- TASK DIRECTIONS -
Find "Prompt: stone foundation" in the data, then restate the line it sits in and every later line word for word, ending with the last line.

*****

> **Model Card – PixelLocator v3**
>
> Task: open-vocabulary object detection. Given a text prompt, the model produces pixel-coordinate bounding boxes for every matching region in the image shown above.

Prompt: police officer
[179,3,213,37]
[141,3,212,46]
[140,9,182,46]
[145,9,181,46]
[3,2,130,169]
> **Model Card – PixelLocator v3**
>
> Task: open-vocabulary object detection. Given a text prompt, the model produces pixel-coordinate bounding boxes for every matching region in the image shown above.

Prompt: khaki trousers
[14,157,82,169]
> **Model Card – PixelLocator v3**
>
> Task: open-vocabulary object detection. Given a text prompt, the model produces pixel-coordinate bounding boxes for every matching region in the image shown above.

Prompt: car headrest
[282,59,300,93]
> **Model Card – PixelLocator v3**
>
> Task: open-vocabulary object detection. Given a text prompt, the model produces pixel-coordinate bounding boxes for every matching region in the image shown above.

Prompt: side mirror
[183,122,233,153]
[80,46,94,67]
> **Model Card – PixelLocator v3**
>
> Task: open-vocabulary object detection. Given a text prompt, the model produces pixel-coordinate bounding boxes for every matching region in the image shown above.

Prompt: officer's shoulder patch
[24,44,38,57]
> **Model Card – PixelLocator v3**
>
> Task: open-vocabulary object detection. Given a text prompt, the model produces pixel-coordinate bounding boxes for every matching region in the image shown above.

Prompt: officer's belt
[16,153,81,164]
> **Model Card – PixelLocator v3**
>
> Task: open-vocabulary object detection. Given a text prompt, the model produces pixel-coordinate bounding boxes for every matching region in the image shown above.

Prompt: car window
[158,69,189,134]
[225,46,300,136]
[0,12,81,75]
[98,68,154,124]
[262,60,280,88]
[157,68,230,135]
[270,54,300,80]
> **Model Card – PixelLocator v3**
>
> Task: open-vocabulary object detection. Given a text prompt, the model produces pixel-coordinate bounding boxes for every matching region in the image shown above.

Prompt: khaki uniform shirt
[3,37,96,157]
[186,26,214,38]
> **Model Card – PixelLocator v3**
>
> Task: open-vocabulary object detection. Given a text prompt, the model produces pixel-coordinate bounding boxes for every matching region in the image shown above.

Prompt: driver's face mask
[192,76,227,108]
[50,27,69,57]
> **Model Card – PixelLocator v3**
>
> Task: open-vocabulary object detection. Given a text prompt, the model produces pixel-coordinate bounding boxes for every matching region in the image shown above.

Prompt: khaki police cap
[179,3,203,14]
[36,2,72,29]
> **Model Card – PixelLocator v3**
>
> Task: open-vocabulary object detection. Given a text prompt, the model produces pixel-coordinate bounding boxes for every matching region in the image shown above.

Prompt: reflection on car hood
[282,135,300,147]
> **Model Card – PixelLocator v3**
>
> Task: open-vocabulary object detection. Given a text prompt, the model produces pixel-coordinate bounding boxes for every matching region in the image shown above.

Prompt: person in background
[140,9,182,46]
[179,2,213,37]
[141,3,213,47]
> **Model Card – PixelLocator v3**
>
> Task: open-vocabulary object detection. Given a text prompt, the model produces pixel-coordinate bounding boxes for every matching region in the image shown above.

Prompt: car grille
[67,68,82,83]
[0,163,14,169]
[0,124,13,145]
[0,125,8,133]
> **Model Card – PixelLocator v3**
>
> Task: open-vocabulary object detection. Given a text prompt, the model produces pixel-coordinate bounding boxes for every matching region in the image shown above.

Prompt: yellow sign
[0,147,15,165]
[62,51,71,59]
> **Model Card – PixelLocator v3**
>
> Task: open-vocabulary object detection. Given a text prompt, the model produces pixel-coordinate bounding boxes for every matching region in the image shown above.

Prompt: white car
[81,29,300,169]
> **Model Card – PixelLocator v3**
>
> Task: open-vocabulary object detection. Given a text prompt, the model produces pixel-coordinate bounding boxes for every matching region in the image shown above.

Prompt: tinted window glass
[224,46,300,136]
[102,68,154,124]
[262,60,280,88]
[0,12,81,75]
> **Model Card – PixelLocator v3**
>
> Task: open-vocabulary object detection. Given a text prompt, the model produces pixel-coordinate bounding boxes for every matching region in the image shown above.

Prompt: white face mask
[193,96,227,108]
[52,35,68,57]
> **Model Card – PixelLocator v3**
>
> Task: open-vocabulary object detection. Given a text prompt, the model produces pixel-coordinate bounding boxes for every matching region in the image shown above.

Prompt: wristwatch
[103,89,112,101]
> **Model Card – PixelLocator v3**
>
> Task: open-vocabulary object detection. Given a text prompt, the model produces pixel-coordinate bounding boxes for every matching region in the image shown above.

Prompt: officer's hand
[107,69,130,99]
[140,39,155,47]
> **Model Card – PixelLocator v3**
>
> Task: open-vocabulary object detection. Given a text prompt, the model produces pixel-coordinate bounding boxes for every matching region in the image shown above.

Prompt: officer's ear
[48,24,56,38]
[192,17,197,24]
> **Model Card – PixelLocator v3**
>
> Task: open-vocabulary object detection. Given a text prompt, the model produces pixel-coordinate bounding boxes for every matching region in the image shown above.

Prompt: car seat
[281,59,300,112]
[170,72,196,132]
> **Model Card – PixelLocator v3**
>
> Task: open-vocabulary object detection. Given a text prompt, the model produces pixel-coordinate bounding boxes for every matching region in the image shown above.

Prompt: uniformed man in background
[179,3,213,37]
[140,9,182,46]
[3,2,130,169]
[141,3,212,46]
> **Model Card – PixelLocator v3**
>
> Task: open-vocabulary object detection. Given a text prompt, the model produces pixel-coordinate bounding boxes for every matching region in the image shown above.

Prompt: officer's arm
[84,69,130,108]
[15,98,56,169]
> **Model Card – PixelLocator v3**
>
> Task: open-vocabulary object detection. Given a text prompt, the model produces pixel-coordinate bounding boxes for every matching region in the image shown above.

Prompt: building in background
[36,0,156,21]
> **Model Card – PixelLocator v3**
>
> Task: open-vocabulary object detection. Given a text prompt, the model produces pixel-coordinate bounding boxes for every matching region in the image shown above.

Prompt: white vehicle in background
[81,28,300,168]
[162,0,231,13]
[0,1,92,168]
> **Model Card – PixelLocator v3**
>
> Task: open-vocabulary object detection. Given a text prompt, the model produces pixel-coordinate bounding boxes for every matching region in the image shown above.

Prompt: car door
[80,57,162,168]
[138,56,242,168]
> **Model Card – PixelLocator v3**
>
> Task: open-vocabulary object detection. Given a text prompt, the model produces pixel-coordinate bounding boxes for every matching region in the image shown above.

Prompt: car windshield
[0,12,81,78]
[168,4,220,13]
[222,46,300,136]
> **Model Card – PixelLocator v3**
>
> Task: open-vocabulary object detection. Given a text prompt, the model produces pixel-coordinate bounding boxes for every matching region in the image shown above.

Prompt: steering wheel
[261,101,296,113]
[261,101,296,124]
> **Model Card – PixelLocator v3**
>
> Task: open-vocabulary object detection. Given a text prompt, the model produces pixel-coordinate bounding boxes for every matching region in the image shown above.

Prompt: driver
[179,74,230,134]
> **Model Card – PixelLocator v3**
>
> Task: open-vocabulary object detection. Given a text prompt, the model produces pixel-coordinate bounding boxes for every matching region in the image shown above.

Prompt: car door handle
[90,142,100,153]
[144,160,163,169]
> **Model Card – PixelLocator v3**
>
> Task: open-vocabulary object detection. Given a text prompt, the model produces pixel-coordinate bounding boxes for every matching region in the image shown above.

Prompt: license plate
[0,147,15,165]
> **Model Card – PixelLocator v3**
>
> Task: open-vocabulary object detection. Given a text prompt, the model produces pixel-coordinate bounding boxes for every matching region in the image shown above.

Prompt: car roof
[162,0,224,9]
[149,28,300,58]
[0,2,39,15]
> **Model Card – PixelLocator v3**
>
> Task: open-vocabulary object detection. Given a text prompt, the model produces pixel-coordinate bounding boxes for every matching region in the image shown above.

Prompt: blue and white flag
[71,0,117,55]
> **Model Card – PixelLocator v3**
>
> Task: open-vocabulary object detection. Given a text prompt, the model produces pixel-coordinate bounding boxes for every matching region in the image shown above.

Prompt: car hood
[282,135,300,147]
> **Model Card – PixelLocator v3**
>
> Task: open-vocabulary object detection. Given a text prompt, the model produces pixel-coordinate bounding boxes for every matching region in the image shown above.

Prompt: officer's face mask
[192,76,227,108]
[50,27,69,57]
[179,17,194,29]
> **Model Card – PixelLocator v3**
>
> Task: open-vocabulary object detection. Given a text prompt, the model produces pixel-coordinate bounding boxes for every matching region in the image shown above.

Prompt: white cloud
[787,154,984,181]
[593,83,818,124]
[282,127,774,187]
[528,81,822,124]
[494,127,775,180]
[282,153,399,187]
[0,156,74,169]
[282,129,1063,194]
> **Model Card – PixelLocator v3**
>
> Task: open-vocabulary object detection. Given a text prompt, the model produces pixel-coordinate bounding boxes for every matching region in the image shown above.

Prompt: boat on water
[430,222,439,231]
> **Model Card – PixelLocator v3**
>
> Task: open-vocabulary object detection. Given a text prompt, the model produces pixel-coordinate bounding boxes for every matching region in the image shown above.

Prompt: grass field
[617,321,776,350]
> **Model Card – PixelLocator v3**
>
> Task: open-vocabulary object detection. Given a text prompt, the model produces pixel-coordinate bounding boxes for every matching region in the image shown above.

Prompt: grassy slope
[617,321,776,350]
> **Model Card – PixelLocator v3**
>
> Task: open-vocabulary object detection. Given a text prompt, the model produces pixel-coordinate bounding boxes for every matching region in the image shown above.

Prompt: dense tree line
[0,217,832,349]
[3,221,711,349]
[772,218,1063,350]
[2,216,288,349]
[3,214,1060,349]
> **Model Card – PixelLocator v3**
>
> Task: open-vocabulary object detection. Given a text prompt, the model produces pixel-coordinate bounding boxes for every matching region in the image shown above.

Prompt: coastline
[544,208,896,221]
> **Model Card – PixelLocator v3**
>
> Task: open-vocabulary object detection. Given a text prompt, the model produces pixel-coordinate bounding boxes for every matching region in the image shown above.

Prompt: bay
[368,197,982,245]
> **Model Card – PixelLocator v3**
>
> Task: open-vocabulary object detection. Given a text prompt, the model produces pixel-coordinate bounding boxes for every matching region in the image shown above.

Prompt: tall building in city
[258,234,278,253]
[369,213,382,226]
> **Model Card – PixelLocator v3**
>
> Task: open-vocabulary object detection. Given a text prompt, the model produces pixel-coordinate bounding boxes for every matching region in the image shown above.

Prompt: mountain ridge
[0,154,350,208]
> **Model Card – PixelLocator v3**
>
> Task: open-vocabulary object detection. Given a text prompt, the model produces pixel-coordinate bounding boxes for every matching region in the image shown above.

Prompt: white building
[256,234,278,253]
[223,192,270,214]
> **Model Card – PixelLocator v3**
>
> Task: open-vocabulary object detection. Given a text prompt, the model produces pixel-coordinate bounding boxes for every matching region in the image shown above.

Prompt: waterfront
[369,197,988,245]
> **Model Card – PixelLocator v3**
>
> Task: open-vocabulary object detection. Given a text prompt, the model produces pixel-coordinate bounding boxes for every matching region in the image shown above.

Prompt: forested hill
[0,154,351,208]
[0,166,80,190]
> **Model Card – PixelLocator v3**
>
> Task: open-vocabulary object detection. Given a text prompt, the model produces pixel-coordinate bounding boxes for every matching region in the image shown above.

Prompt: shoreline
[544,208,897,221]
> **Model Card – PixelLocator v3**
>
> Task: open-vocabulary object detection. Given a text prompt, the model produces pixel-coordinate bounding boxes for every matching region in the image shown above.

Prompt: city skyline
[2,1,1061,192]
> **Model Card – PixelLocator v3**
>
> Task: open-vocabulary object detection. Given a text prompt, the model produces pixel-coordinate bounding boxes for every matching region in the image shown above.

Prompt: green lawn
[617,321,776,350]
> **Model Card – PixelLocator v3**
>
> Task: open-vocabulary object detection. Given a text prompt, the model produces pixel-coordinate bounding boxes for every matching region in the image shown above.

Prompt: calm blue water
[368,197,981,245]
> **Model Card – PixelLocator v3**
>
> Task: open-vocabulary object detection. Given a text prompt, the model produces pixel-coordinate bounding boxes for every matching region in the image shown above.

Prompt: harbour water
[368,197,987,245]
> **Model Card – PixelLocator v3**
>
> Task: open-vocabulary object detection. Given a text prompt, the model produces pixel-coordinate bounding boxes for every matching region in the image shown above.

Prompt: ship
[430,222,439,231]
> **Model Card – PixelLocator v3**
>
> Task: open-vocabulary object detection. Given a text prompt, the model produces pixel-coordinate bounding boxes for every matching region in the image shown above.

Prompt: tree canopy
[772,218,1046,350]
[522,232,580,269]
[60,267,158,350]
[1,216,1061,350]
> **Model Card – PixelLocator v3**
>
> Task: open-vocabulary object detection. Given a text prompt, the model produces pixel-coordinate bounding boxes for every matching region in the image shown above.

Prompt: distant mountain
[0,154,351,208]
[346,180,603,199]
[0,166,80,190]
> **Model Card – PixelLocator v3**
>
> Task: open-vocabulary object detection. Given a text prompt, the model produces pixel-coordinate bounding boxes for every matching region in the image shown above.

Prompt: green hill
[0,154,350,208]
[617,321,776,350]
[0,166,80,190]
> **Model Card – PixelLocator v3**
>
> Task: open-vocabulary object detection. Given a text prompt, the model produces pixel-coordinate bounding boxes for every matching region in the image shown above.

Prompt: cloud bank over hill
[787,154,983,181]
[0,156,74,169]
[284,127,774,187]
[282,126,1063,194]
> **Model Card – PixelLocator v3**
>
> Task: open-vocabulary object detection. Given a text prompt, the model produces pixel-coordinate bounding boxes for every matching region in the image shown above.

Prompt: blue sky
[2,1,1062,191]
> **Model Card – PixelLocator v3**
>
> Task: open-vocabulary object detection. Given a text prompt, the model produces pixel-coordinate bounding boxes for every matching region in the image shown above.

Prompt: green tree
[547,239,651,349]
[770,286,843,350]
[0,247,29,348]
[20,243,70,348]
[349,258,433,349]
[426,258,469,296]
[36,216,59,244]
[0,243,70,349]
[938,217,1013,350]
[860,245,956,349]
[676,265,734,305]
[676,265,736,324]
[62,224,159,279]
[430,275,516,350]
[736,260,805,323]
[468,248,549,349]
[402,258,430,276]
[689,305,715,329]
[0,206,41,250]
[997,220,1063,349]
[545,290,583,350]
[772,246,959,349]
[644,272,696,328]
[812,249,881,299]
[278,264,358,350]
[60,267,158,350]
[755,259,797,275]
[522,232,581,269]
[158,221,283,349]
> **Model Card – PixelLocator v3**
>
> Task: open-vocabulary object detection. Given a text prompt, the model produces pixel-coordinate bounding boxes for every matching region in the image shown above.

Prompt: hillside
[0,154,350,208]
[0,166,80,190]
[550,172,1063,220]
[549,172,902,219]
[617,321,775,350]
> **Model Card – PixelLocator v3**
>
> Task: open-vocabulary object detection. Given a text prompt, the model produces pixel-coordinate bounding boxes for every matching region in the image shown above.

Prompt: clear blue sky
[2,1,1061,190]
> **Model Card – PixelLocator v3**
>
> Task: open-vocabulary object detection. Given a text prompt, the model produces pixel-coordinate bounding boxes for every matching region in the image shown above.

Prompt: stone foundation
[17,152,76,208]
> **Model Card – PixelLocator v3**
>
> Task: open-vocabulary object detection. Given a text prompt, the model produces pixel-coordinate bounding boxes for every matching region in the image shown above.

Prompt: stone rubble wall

*****

- SOLUTION TO THE EXERCISE -
Prompt: stone foundation
[17,152,76,208]
> **Model Card – PixelLocator v3**
>
> Task: open-vocabulary object detection. Given a text prompt, the model produces pixel-coordinate bounding boxes for every matching region in the image shown above.

Prompt: stone rubble wall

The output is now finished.